+++ RECORDS PROVIDED
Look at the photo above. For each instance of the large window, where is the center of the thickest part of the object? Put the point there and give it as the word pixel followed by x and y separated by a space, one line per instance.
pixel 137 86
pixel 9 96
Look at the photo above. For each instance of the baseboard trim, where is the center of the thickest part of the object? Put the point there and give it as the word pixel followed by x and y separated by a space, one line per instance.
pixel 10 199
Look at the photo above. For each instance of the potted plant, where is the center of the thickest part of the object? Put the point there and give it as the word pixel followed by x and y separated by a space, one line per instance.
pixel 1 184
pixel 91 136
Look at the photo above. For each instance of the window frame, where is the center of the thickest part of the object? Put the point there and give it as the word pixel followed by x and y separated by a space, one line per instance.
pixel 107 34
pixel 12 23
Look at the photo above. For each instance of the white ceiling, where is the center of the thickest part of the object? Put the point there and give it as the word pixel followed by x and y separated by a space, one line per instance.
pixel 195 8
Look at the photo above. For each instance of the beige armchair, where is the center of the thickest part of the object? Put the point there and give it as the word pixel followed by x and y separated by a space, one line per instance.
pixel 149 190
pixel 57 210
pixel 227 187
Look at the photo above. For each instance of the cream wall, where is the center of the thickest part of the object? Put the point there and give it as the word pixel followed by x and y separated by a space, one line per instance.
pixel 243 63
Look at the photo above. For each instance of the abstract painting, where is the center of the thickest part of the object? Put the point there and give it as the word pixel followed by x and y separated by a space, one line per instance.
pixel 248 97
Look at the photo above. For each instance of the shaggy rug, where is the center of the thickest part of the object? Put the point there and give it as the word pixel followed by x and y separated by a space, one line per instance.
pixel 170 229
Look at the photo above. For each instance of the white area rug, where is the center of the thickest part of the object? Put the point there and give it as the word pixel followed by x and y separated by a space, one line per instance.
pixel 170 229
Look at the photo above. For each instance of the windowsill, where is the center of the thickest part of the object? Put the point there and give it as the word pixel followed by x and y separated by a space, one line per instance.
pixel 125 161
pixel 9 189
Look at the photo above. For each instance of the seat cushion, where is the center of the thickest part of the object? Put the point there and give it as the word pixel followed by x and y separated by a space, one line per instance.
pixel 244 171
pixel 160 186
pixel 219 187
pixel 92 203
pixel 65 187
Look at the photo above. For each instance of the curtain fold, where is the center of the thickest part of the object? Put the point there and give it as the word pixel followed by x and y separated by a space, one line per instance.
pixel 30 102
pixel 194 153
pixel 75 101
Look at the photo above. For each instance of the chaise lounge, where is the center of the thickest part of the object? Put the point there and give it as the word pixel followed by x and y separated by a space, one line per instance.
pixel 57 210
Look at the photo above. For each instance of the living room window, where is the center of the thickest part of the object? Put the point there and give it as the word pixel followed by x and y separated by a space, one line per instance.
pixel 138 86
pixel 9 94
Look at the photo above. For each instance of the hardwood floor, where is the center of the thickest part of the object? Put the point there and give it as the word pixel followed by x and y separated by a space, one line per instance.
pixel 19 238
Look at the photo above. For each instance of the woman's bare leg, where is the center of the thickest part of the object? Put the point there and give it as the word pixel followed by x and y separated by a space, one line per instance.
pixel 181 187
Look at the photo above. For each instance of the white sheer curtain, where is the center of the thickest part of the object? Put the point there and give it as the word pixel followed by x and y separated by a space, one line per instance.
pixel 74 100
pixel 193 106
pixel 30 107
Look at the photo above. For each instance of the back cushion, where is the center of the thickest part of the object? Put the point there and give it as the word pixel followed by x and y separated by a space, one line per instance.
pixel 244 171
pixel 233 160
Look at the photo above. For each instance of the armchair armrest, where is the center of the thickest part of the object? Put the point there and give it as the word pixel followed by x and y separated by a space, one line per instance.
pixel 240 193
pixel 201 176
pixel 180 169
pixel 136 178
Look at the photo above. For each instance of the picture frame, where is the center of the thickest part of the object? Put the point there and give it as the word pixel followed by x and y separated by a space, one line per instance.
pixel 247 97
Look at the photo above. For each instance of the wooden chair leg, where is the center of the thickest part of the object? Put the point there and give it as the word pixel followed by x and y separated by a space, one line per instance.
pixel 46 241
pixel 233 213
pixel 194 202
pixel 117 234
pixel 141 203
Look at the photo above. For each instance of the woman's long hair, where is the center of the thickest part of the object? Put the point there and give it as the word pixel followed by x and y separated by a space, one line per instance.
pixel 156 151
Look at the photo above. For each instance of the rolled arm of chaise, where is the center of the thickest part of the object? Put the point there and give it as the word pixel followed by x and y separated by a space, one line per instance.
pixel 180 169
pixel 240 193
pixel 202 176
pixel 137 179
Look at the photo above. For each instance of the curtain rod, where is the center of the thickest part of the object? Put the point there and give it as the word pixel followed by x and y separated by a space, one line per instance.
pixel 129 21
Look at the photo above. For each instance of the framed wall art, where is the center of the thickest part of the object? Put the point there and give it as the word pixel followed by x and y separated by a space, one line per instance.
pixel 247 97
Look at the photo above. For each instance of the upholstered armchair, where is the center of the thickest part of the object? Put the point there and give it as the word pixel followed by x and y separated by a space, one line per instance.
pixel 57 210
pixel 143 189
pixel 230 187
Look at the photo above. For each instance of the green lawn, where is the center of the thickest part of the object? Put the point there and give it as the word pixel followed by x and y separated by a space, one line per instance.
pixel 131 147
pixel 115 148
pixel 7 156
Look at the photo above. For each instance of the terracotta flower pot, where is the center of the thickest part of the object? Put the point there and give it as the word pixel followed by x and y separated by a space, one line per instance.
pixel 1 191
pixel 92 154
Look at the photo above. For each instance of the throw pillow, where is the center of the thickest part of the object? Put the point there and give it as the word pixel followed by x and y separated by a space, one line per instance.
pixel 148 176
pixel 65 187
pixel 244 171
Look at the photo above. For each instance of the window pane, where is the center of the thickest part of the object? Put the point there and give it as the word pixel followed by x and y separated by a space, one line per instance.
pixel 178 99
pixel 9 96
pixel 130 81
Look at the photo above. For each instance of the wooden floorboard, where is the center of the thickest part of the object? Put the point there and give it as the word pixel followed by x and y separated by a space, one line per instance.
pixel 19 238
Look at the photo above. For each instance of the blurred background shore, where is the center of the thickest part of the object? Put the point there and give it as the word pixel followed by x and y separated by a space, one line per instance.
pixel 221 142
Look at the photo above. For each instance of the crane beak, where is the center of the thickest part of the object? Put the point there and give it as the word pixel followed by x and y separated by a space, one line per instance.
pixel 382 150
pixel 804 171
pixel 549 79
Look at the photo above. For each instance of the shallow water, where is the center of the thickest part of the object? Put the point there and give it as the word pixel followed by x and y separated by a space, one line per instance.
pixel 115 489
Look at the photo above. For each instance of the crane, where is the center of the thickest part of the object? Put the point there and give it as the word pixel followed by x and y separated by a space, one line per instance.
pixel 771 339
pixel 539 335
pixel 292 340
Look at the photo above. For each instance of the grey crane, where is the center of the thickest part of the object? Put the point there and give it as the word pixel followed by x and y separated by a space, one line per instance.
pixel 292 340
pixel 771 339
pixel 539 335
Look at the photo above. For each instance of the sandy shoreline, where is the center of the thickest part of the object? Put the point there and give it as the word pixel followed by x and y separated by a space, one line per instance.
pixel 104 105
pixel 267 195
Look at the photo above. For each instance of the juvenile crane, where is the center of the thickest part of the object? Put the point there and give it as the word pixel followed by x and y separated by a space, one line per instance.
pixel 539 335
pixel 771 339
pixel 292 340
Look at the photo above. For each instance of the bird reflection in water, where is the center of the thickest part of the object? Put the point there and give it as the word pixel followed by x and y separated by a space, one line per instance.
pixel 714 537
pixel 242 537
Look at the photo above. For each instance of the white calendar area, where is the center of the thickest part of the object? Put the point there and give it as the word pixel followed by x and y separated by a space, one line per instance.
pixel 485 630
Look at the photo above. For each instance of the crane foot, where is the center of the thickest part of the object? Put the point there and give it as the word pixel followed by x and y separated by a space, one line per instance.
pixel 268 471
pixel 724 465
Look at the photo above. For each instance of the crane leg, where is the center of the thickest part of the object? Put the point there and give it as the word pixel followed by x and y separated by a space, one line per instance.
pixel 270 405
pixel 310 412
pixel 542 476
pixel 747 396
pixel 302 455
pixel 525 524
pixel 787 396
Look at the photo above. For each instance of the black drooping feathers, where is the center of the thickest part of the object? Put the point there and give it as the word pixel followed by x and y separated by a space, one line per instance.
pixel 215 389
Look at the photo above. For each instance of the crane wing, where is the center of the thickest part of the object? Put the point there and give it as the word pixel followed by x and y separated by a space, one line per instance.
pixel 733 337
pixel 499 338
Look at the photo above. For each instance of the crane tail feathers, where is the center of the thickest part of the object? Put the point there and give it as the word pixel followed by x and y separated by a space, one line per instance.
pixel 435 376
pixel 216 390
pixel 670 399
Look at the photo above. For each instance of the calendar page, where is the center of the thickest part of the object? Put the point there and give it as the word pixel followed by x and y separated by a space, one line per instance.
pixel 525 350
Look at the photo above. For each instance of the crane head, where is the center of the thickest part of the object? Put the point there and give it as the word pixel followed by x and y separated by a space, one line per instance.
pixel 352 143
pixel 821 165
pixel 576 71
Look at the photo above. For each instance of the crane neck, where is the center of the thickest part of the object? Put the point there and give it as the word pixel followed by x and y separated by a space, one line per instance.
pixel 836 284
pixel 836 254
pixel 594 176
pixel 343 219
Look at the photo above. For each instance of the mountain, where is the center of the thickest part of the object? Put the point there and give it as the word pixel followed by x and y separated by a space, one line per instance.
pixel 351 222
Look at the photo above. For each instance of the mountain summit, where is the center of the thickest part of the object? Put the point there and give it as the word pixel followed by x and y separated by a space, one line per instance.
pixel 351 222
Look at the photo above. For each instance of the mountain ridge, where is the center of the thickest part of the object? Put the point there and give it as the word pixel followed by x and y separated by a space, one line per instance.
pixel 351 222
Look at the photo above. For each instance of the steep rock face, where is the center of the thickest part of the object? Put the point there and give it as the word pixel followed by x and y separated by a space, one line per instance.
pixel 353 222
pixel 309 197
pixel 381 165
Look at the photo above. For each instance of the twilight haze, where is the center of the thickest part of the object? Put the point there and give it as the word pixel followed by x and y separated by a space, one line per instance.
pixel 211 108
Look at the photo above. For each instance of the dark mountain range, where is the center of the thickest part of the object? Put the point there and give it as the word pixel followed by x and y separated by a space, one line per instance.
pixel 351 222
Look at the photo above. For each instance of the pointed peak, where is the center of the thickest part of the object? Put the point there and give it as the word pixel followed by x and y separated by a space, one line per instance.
++++++
** YOUR INSTRUCTIONS **
Exactly reproduce the lines from the one containing "mountain ridge, where" through the end of the records, and only those lines.

** TASK RESPONSE **
Look at the photo above. For each instance of the mountain ridge, where is the center of the thickest part of the object? Put the point there and give it as the word pixel followed by x and y separated by a space, one line per instance.
pixel 351 222
Look at the photo above. For each instance of the steep rock face, where is the center of the thickest part of the object? Put the point there and give it as the word pixel followed by x and y separated by a space, one line per instance.
pixel 353 222
pixel 309 197
pixel 381 165
Look at the photo above. For each instance of the twilight haze, where is the center of the thickest part of the object? Put the point there and give it as the word pixel followed by x and y separated by a space, one line per instance.
pixel 211 108
Look at the photo above. For each instance of the dark mountain range, where is the center of the thickest part of the object? Put the point there and give it as the word pixel followed by x and y separated by a space, one line per instance.
pixel 351 222
Look at the photo above. For each instance of the pointed peak, where is the center of the thickest part of the object? Put the point there and give it as the word pixel followed by x and y separated by a space, one line per instance.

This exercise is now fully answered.